_TO BE DONE_
List every line in the data below that contains the string "driver", copying each such line in full.

_PROVIDED RECORDS_
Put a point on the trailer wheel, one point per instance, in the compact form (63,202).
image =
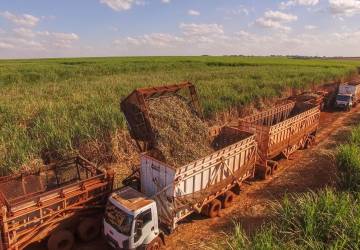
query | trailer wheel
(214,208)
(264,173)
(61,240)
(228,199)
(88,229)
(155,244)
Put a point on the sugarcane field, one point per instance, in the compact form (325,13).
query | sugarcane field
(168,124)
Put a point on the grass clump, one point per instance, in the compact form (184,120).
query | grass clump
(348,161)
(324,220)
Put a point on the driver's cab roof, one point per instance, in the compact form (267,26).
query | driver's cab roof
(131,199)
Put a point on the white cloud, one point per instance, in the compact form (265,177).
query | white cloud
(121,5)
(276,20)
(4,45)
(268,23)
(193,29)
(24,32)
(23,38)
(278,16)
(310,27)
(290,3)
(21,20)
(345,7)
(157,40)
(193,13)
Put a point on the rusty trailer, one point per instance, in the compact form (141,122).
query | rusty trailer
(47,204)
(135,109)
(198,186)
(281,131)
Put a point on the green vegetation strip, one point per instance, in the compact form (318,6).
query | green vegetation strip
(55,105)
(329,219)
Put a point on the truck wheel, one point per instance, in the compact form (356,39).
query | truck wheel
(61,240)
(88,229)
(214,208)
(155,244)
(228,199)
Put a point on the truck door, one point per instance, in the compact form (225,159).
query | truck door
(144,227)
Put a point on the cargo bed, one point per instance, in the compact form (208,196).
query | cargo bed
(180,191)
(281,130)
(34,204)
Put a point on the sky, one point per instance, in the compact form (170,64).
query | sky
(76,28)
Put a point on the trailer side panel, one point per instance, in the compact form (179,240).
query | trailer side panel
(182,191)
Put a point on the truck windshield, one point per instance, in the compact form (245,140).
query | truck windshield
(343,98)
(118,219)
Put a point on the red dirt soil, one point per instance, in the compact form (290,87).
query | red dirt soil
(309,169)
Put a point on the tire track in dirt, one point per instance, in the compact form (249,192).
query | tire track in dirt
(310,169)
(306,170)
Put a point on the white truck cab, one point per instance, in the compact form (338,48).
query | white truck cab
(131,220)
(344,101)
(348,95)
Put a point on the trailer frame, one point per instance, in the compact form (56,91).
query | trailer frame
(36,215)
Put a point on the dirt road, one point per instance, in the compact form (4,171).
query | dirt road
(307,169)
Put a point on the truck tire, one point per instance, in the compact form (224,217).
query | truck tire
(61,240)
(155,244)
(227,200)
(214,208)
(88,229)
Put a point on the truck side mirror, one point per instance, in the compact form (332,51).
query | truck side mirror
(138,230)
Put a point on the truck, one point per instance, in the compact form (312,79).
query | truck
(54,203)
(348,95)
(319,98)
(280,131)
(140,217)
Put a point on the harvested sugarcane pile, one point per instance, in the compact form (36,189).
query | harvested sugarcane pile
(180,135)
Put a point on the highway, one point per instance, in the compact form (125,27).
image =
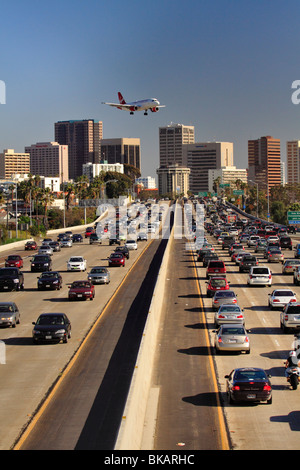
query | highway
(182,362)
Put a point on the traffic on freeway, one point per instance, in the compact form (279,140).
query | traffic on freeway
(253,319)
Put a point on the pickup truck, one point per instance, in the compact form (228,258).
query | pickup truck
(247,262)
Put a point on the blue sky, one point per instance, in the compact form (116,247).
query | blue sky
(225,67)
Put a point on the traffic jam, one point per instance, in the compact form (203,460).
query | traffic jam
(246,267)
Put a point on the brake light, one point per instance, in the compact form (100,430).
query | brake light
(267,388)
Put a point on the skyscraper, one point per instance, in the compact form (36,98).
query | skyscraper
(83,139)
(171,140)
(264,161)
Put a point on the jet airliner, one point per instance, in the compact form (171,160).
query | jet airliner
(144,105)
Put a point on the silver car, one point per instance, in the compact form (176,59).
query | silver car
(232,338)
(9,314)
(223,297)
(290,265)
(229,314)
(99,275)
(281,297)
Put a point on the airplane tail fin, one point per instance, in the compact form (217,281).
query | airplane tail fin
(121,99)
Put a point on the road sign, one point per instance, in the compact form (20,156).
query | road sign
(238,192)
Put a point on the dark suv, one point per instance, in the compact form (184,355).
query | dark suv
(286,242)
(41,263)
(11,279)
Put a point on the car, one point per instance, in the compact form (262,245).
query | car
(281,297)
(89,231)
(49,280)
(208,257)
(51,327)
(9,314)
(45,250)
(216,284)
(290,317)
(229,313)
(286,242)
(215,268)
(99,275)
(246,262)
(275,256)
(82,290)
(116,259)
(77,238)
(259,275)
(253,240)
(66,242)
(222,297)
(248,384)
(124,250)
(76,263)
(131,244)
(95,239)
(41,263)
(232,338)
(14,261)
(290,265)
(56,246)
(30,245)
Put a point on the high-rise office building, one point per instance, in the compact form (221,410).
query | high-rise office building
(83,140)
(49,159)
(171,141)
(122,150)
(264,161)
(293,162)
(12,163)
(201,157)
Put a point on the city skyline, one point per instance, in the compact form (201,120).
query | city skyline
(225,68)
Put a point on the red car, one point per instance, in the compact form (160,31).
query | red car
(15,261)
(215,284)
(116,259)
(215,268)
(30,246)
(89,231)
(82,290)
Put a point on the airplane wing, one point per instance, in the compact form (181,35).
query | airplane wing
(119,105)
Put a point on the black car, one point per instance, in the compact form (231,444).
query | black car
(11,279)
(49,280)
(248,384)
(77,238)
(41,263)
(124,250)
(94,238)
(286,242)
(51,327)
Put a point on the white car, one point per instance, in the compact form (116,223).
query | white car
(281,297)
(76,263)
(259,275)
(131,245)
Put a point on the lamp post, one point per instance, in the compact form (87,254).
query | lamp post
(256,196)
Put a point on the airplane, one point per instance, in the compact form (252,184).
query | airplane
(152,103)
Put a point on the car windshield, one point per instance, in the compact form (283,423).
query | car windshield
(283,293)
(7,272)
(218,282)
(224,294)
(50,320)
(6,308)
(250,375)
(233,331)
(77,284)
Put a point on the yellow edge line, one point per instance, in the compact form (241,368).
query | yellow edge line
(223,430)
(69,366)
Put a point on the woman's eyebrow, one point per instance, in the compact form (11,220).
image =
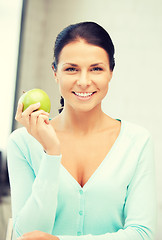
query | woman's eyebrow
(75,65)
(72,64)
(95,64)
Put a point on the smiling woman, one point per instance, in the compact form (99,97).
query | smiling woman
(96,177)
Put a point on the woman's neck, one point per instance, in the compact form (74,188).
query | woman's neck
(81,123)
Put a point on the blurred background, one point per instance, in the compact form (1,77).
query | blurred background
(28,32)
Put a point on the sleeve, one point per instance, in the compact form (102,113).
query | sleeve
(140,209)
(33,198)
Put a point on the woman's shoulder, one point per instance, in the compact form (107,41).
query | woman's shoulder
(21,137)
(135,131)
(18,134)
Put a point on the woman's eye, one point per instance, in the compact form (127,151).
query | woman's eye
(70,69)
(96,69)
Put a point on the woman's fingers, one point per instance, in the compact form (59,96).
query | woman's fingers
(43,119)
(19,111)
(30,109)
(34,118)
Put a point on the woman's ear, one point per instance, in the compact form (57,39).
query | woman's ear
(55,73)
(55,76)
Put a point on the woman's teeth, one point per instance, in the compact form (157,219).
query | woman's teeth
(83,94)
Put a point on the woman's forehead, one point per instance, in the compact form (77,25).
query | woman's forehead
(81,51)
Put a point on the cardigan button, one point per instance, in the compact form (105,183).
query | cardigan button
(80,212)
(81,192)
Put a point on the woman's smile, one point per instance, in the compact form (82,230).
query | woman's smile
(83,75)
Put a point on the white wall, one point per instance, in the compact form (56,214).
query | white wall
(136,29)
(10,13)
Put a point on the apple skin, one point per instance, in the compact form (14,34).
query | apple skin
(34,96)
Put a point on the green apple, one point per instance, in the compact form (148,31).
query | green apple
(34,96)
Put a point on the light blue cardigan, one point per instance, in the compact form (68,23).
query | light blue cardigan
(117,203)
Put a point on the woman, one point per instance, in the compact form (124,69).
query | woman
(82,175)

* * *

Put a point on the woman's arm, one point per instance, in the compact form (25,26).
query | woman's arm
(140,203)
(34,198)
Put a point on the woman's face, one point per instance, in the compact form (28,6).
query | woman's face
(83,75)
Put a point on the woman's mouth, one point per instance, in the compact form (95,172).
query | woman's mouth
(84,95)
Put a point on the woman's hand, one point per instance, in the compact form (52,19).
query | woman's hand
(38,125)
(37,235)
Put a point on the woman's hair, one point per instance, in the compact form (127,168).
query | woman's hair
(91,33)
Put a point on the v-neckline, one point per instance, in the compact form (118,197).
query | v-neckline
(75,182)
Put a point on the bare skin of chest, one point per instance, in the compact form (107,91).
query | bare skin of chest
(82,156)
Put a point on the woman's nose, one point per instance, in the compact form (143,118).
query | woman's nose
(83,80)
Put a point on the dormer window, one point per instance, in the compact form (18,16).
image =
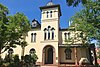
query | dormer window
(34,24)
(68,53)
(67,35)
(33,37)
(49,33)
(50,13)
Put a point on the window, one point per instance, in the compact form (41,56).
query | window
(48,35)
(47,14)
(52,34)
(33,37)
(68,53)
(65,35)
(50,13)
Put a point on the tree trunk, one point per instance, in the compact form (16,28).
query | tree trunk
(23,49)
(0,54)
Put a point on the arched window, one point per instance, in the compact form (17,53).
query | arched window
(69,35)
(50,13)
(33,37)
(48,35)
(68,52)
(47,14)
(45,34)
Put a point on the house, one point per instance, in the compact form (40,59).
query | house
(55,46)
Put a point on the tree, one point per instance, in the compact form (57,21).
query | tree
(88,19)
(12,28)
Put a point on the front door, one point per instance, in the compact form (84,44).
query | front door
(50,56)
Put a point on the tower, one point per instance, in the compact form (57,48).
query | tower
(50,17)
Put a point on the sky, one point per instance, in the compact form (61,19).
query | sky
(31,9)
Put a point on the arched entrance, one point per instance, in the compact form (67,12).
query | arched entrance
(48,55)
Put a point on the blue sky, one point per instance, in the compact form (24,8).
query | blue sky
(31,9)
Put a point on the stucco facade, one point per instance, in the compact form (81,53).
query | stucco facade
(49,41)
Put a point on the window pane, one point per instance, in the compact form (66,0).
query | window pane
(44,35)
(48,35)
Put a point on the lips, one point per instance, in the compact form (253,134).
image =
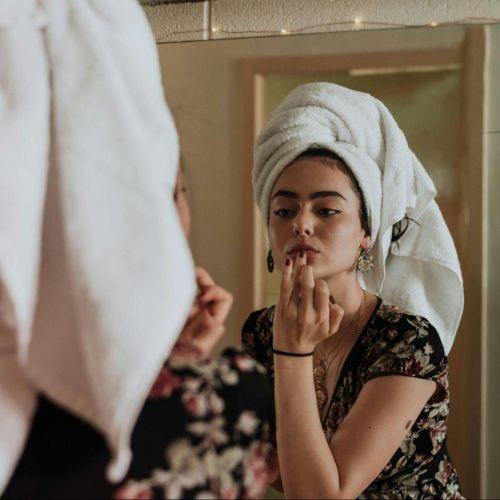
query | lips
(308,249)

_WRITTEN RESPONSE_
Put a point on the driver's cab roof, one point per instance, in the compact form (267,26).
query | driver's cab roof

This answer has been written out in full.